Tasks and exercises:
1 - In the play breakdown, rewrite the passage from "EPA: +2.92 /" up to and including "end block sometimes.", replacing "Wilson" with "the quarterback" every time it appears.
2 - Answer these from the play breakdown:
(a) Which player sees that Tyler Lockett has beaten his man?
(b) Who puts three Seahawks on the ground?
(c) How many touchdowns does Doug Baldwin score in the second quarter?

EPA: -2.14 / WPA: -8.0

Sacks are drive-changers whenever, but timing makes some of them bigger than others. (Expect later this offseason, a statistical research project designed to reward pass rushers more for sacks on third down. But we get ahead of ourselves here.)

Amazing to think of a single sack costing a team 8 win percentage points. But that’s the kind of swing Rob Ninkovich provides his “evil” team with, a mild-game changer in a moment they needed one. Karmically, though, the Seahawks will return the favor a quarter in the future, within “little thing four.” Read on.

little thing three: a smidge of pocket presence

circumstances: qtr 1, 10:14 left, first Seahawks drive

EPA: +2.92 / WPA: +6.1

When you step up in the pocket instead of bailing out at the first sign of doo-doo, good things happen.

Pressure comes from the right end, but Wilson, instead of spinning away from it or right into it, as we’ve seen him do countless times with varying results, neatly shuffles forward a step. Buys him half a second more. That’s all he needs to see that Tyler Lockett has beaten his man; the pass is on the money because interior protection is good and so is Wilson’s touch. Profit.

On your second (or twelfth) look at the film, let your eyes dance over to Jimmy Graham. Lined up on the right side, he glides to the left, to help block. It’s a good protection call, as it keeps pressure off Wilson from the free rusher. This is why you have your star tight end block sometimes.

little thing four: last of the medium plays

circumstances: qtr 3, 2:52 left, patriots driving

EPA: -2.37 / WPA: -11.8

Martellus Bennett puts three Seahawks on the ground.

And adds a little condescending lovetap for Thomas at the end. One is left to wonder if Gronk paid for that disrespect a quarter later. With his spleen.

The win probability gods really like this play, a field-flipper in a one-point game. Their like is justified, because the Patriots continue to drive, reaching third and goal from the Seahawks 7, when Frank Clark delivers a — wait for it — timely sack that forces them to settle for a go-ahead field goal instead of more. Toldja about those sacks.

The Fourth Quarter: A Moving Graphic Novel

Little things are covered. Now open this thick, beautiful best-seller. Grab a coffee/beer/plate of nachos. We’ll wait.

Prologue of touchdowns

Doug Baldwin scores two touchdowns in the second quarter alone. No. 2 comes on a high-stakes snap when the Seahawks are out of timeouts and clock stands at 0:13.

EPA: +2.05 / WPA: +4.2, then, EPA: +2.63 / WPA: +6.9

Baldwin’s just playing Jedi mind games with the Patriots secondary on the second gif.

(Saved entries)
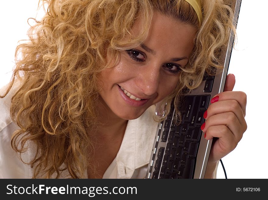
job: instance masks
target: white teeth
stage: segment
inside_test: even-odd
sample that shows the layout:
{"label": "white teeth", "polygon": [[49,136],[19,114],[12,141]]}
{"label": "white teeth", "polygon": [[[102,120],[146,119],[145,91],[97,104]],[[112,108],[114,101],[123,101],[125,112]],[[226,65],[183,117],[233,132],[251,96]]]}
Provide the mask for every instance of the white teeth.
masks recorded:
{"label": "white teeth", "polygon": [[129,97],[129,98],[131,99],[136,99],[136,97],[135,96],[133,96],[132,94],[130,95],[130,97]]}
{"label": "white teeth", "polygon": [[141,99],[137,98],[134,95],[132,95],[121,86],[120,86],[120,88],[122,90],[124,91],[125,93],[126,94],[127,96],[128,97],[129,97],[131,99],[134,99],[136,101],[140,101],[141,100]]}

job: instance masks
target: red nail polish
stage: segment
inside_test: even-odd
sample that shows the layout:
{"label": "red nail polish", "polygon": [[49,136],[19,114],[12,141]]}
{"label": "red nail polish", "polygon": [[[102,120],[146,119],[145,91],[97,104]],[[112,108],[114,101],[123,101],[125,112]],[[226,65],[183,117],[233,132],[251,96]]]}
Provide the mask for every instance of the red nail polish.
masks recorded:
{"label": "red nail polish", "polygon": [[219,100],[219,96],[216,96],[215,97],[213,97],[210,101],[210,103],[214,103],[217,102]]}
{"label": "red nail polish", "polygon": [[203,116],[204,118],[205,119],[206,118],[206,117],[207,117],[207,111],[206,110],[206,112],[205,112],[205,113],[204,114],[204,116]]}
{"label": "red nail polish", "polygon": [[205,128],[205,126],[206,126],[206,122],[204,122],[204,124],[202,124],[202,126],[201,126],[201,130],[202,131],[203,131],[204,129]]}

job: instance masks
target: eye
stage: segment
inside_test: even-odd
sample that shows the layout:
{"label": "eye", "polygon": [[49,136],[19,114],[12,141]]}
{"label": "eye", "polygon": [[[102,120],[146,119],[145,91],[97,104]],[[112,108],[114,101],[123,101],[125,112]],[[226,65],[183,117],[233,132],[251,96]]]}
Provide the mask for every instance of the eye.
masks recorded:
{"label": "eye", "polygon": [[135,49],[131,49],[126,50],[126,51],[131,59],[135,61],[142,62],[145,60],[144,55],[139,51]]}
{"label": "eye", "polygon": [[167,63],[164,65],[166,70],[172,73],[176,74],[181,71],[181,66],[174,63]]}

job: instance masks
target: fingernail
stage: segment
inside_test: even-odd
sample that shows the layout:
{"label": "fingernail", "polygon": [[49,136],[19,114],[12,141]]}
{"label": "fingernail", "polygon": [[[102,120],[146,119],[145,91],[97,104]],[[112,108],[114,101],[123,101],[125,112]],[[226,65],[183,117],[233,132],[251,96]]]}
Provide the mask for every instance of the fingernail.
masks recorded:
{"label": "fingernail", "polygon": [[207,117],[207,111],[206,110],[206,112],[205,112],[205,113],[204,114],[204,116],[203,116],[204,118],[205,119],[206,118],[206,117]]}
{"label": "fingernail", "polygon": [[234,76],[234,74],[230,74],[231,75],[232,75],[234,76],[234,79],[235,79],[235,76]]}
{"label": "fingernail", "polygon": [[201,126],[201,130],[203,131],[203,130],[205,128],[205,126],[206,126],[206,122],[204,122],[204,124],[202,124]]}
{"label": "fingernail", "polygon": [[216,96],[215,97],[213,97],[211,99],[211,100],[210,101],[210,103],[214,103],[217,102],[219,100],[219,96]]}

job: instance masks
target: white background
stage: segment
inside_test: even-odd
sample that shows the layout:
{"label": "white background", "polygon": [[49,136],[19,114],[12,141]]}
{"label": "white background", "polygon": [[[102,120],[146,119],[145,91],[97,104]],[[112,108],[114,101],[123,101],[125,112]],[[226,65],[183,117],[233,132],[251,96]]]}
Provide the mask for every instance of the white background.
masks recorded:
{"label": "white background", "polygon": [[[37,17],[38,1],[1,2],[0,86],[10,80],[17,42],[27,39],[26,32],[29,27],[27,19]],[[236,50],[233,51],[229,67],[229,73],[236,77],[234,90],[243,91],[247,95],[245,118],[248,129],[237,147],[222,159],[228,178],[268,178],[268,131],[266,127],[268,124],[266,86],[268,80],[268,1],[242,1]],[[38,13],[37,19],[42,13],[42,11]],[[225,178],[220,163],[217,178]]]}

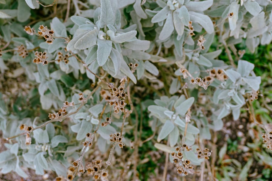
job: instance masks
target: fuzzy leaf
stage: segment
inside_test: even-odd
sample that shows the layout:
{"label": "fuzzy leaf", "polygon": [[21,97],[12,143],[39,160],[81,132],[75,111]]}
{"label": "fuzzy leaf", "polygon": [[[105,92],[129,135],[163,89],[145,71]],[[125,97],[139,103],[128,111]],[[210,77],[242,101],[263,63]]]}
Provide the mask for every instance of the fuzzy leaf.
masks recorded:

Written responses:
1 -
EPA: +2.92 / WPA: +6.1

When you step up in the pocket instead of bailing out at the first sign of doo-doo, good things happen.

Pressure comes from the right end, but the quarterback, instead of spinning away from it or right into it, as we’ve seen him do countless times with varying results, neatly shuffles forward a step. Buys him half a second more. That’s all he needs to see that Tyler Lockett has beaten his man; the pass is on the money because interior protection is good and so is the quarterback’s touch. Profit.

On your second (or twelfth) look at the film, let your eyes dance over to Jimmy Graham. Lined up on the right side, he glides to the left, to help block. It’s a good protection call, as it keeps pressure off the quarterback from the free rusher. This is why you have your star tight end block sometimes.

2 -
(a) Wilson
(b) Martellus Bennett
(c) Two